Recast the listing as a JSON list of strings, one string per line with blank lines left out, from the line containing "### Element Grounding" through the end of the listing.

--- Material for the task ---

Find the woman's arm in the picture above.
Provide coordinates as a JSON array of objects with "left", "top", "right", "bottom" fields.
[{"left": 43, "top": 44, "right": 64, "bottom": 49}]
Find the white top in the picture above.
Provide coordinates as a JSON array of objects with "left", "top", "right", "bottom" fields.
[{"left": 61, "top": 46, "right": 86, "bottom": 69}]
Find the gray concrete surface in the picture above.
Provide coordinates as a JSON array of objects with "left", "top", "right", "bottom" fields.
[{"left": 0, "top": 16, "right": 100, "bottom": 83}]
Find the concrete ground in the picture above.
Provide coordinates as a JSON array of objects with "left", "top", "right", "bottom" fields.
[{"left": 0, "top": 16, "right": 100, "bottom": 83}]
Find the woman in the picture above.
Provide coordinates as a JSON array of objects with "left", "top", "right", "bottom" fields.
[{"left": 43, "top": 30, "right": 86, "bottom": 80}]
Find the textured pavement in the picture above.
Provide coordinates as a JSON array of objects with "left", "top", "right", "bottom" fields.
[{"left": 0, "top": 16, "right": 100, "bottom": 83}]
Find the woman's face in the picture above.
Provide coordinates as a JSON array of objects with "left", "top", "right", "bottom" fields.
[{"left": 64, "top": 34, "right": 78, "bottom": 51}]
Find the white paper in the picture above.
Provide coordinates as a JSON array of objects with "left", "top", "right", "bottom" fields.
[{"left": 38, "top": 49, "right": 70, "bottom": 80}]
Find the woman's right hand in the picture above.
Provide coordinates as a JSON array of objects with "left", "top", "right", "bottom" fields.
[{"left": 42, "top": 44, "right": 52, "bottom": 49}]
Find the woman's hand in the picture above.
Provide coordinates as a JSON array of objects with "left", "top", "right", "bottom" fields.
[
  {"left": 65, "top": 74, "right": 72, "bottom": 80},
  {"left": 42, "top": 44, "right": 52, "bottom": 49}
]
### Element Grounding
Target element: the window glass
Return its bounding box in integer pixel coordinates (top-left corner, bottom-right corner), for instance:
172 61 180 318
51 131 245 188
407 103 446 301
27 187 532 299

---

Result of the exercise:
[
  "### Element Grounding",
  "Target element: the window glass",
  "Return its bounding box in integer pixel coordinates (top-left corner, bottom-right corner), for instance:",
  "172 61 180 318",
  "51 131 245 188",
  "407 103 446 301",
  "27 187 532 299"
]